* What the exercise asks
Through the last line of the material below, starting at the line with "Where can the clear organizer", return every line exactly and only those.

* Material supplied

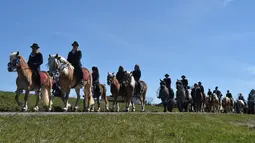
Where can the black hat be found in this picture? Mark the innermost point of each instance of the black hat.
(35, 46)
(75, 43)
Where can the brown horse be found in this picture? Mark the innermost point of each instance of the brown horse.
(68, 80)
(25, 81)
(228, 104)
(141, 96)
(102, 93)
(115, 89)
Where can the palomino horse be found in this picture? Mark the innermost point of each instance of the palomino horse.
(141, 96)
(102, 93)
(228, 104)
(25, 81)
(67, 81)
(165, 97)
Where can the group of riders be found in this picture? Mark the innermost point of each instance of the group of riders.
(198, 87)
(74, 58)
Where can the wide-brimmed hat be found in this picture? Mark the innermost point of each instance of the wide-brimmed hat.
(35, 46)
(75, 43)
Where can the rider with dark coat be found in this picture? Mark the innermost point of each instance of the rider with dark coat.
(167, 80)
(35, 61)
(201, 88)
(74, 57)
(120, 75)
(137, 75)
(218, 93)
(229, 95)
(240, 97)
(95, 78)
(185, 82)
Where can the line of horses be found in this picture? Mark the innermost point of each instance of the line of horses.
(186, 102)
(67, 80)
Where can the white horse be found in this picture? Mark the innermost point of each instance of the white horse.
(67, 80)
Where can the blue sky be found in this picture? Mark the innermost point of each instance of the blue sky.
(207, 40)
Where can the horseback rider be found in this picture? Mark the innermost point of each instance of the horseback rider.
(229, 95)
(120, 75)
(167, 80)
(218, 93)
(240, 97)
(95, 79)
(74, 57)
(34, 62)
(185, 83)
(137, 75)
(202, 89)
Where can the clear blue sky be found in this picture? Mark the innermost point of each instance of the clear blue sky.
(207, 40)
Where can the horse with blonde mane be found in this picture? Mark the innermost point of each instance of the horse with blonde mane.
(25, 81)
(64, 72)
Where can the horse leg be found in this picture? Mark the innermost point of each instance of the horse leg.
(25, 108)
(67, 105)
(36, 108)
(76, 106)
(98, 104)
(18, 92)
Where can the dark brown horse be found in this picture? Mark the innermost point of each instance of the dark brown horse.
(102, 93)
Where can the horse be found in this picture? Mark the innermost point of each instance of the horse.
(115, 89)
(96, 95)
(240, 106)
(228, 104)
(166, 98)
(251, 102)
(25, 81)
(180, 96)
(68, 80)
(198, 99)
(141, 96)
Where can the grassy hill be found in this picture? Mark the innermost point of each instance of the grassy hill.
(8, 104)
(125, 127)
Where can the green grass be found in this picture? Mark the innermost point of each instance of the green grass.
(8, 104)
(128, 128)
(159, 128)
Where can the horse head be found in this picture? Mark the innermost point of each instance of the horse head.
(58, 63)
(14, 62)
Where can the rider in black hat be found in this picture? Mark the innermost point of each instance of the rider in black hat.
(74, 57)
(34, 62)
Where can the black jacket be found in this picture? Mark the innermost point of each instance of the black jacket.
(35, 60)
(75, 58)
(185, 82)
(120, 76)
(168, 82)
(95, 77)
(137, 74)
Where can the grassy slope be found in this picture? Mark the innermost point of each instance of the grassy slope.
(123, 127)
(128, 128)
(8, 104)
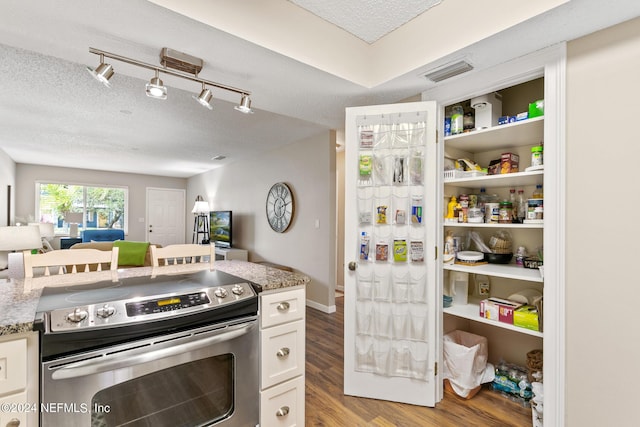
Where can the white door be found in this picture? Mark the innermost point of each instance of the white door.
(392, 308)
(165, 216)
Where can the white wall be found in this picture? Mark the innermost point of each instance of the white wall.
(27, 175)
(7, 177)
(602, 288)
(308, 167)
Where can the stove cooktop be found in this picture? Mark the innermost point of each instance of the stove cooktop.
(74, 318)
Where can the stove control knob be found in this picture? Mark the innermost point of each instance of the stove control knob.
(105, 311)
(77, 315)
(221, 293)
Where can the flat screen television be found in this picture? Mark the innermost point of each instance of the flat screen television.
(221, 224)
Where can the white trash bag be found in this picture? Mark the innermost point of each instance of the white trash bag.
(465, 361)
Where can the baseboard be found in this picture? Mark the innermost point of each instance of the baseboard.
(321, 307)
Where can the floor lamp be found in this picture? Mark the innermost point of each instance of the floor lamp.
(201, 221)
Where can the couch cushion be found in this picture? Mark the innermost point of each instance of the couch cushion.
(131, 253)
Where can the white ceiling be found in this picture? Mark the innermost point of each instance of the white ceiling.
(53, 112)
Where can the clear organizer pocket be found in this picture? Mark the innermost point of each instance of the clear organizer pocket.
(401, 212)
(418, 316)
(417, 284)
(364, 283)
(382, 206)
(382, 283)
(402, 135)
(364, 318)
(418, 134)
(382, 136)
(409, 359)
(382, 167)
(416, 166)
(365, 205)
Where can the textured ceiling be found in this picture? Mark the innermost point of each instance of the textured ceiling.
(369, 20)
(52, 112)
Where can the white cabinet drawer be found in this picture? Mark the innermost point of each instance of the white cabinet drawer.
(13, 366)
(281, 307)
(282, 353)
(283, 405)
(22, 406)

* Expected output
Where can the clear organizer pocket be found in this picture? Mark the innermost point of each instance of the clear organizer pocket.
(401, 212)
(418, 316)
(417, 284)
(364, 283)
(382, 206)
(382, 283)
(402, 135)
(364, 318)
(418, 134)
(382, 136)
(409, 359)
(382, 167)
(416, 166)
(365, 205)
Where can the textured ceiling be found in this picture? Mark the innermost point of each instance of the textured ceiling.
(369, 20)
(52, 112)
Where can the white cabinet drawer be found in this picture? Mark the innermost point of each instance of the white cabinet drawer.
(13, 366)
(281, 307)
(282, 353)
(283, 405)
(22, 406)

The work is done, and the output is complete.